## Text to read
===============

The output is as follows.

Product:Book, Price:10, Qty:50
Product:Phone, Price:25, Qty:20
Product:Pillow, Price:8, Qty:10

Source code

All the source code are in a header file, just include the MiniBinStream.h to use the stream class. The class is not using any C++11/14 features. It has been tested on VS2008, GCC4.4 and Clang 3.2. The class is just a thin wrapper over the fstream: there isn't any need for me to explain anything.

// The MIT License (MIT)
// Simplistic Binary Streams 0.9
// Copyright (C) 2014, by Wong Shao Voon (shaovoon@yahoo.com)
//
// http://opensource.org/licenses/MIT
//

#ifndef MiniBinStream_H
#define MiniBinStream_H

#include <fstream>
#include <vector>
#include <string>
#include <cstring>
#include <stdexcept>
#include <iostream>

namespace simple
{

class file_istream
{
public:
    file_istream() {}
    file_istream(const char * file, std::ios_base::openmode mode)

===============

## Stored data
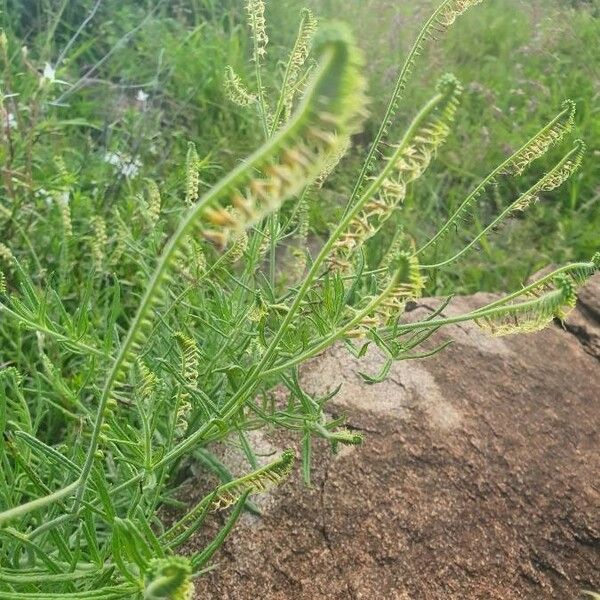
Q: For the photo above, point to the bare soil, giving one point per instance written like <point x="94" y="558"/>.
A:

===============

## Objectives
1: Please rewrite the paragraph of the binary stream text that begins "All the source code are in a header file" as a short bulleted list, keeping its main facts.
2: Answer these from the binary stream text, one line each:
(a) What price is shown for the Phone in the output?
(b) Under which license is the code released?
(c) What namespace holds the file_istream class?
3: Resume the binary stream text after its last line, carrying on the code of the file_istream class.
The data that comes after the binary stream text is separate material.

## Final results
1:
- All the source code sits in one header file; including MiniBinStream.h is enough to use the stream class.
- The class uses no C++11/14 features.
- It has been tested on VS2008, GCC4.4 and Clang 3.2.
- It is a thin wrapper over fstream and needs no further explanation.

2:
(a) 25
(b) The MIT License
(c) simple

3:
    {
        open(file, mode);
    }
    void open(const char * file, std::ios_base::openmode mode)
    {
        m_istm.open(file, mode);
    }
    void close()
    {
        m_istm.close();
    }
    bool is_open()
    {
        return m_istm.is_open();
    }
    bool eof() const
    {
        return m_istm.eof();
    }
    std::ifstream::pos_type tellg()
    {
        return m_istm.tellg();
    }
    void seekg (std::streampos pos)
    {
        m_istm.seekg(pos);
    }
    void seekg (std::streamoff offset, std::ios_base::seekdir way)
    {
        m_istm.seekg(offset, way);
    }

    template<typename T>
    void read(T& t)
    {
        if(m_istm.read(reinterpret_cast<char*>(&t), sizeof(T)).bad())
        {
            throw std::runtime_error("Read Error!");
        }
    }
    void read(char* p, size_t size)
    {
        if(m_istm.read(p, size).bad())
        {
            throw std::runtime_error("Read Error!");
        }
    }
private:
    std::ifstream m_istm;
};

template<>
void file_istream::read(std::vector<char>& vec)
{
    if(m_istm.read(reinterpret_cast<char*>(&vec[0]), vec.size()).bad())
    {
        throw std::runtime_error("Read Error!");
    }
}

template<typename T>
file_istream& operator >> (file_istream& istm, T& val)
{
    istm.read(val);

    return istm;
}

template<>
file_istream& operator >> (file_istream& istm, std::string& val)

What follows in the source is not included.